_Work to be completed_. Lay out the records below as a numbered list, leaving out blank lines, and omit the pictures from your answer.

┌──

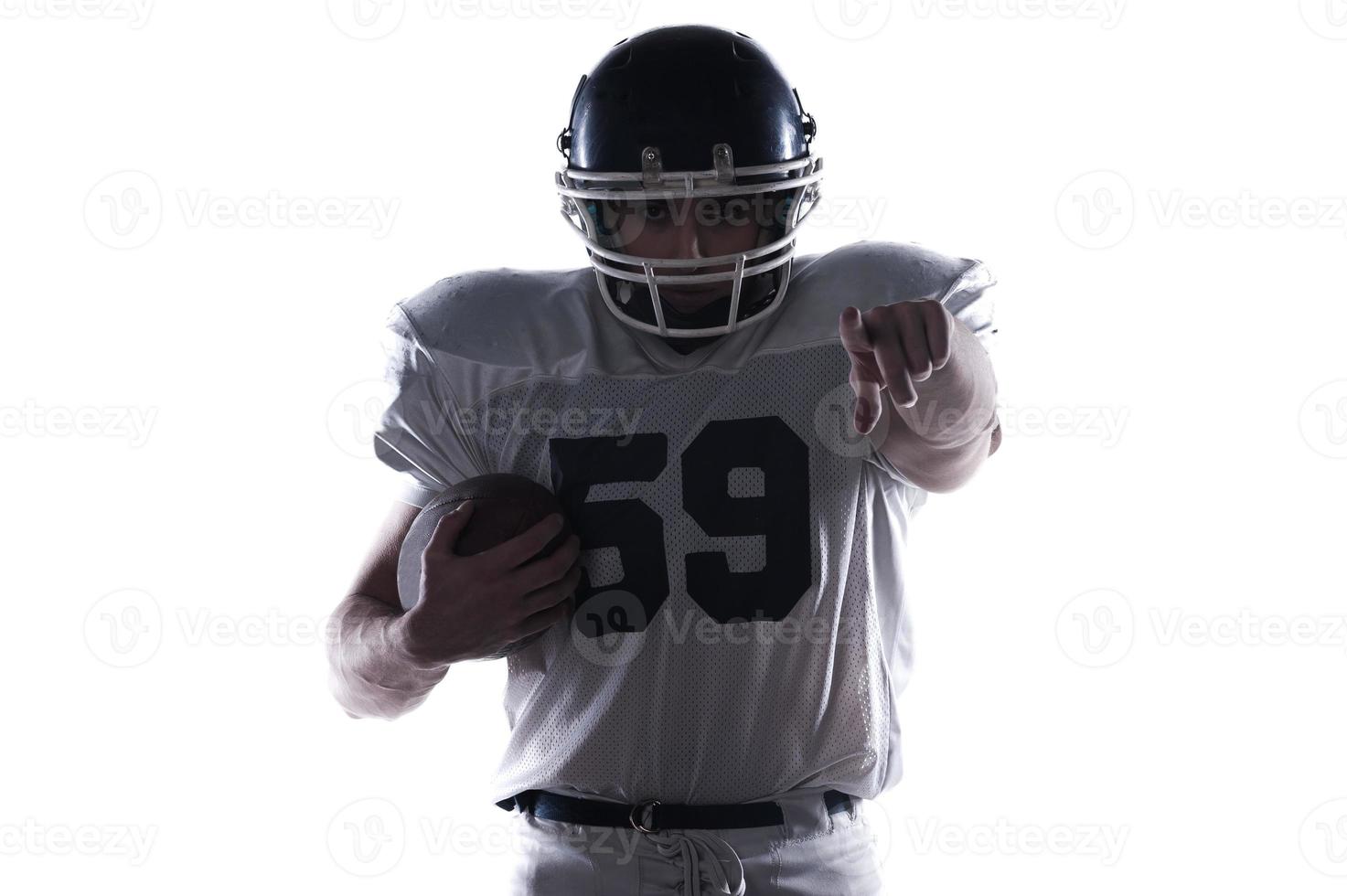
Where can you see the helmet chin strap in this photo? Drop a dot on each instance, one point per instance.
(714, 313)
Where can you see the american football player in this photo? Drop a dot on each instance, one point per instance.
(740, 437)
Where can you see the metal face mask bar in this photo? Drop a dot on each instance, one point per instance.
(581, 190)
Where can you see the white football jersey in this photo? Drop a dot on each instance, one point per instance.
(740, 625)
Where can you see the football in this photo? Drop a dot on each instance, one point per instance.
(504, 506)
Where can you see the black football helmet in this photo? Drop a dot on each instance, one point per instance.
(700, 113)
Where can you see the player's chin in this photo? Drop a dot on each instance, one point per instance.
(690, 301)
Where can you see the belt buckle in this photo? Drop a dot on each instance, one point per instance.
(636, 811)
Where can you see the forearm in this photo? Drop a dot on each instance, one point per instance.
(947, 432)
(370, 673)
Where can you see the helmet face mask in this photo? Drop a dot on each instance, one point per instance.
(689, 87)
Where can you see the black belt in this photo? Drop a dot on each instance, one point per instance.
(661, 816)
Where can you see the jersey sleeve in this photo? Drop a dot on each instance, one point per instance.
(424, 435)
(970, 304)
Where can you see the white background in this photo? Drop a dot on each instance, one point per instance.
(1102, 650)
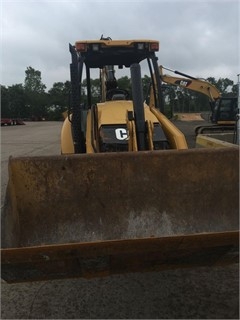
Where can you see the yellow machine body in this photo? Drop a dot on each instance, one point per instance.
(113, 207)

└──

_Task response_.
1. Where can you see the helmet chin strap in this photo? Drop a dot on each instance, one point per instance.
2. (714, 313)
3. Where can you see the american football player in this photo? Drop a dot on each instance, one point per instance.
4. (740, 437)
5. Where can you see the metal face mask bar in this photo? Drop a dot on each instance, one point per instance.
6. (581, 190)
7. Where can you see the white football jersey in this photo? Drop a dot on each instance, one point per instance.
8. (740, 625)
9. Where can you see the football in this photo? Drop a dot on each instance, one point per instance.
10. (504, 506)
11. Where can you see the black football helmet in this photo? Drop a dot on each instance, one point per instance.
12. (700, 113)
13. Where can you see the player's chin in this photo? Drop a dot on each instance, one point per instance.
14. (690, 301)
15. Where can you see the belt buckle in this photo? Drop a dot on each instance, one point per instance.
16. (636, 811)
17. Where can you see the forearm in this photo? Drop a dot on each instance, one point per instance.
18. (947, 432)
19. (370, 673)
20. Where can you see the helmet face mask in this photo? Drop a dot on each instance, one point per instance.
21. (689, 87)
22. Where can you see the black belt in this photo? Drop a dot on each instance, one point per instance.
23. (661, 816)
24. Where can you see the jersey sleeve in this photo? Drop a dot on each instance, one point per instance.
25. (424, 435)
26. (970, 304)
27. Where can you see the white background in this photo? Drop a dot on each instance, one point per instance.
28. (1102, 650)
29. Where can you see the yellow machine body in this photo? Drop a dot on each instance, one point per instance.
30. (113, 207)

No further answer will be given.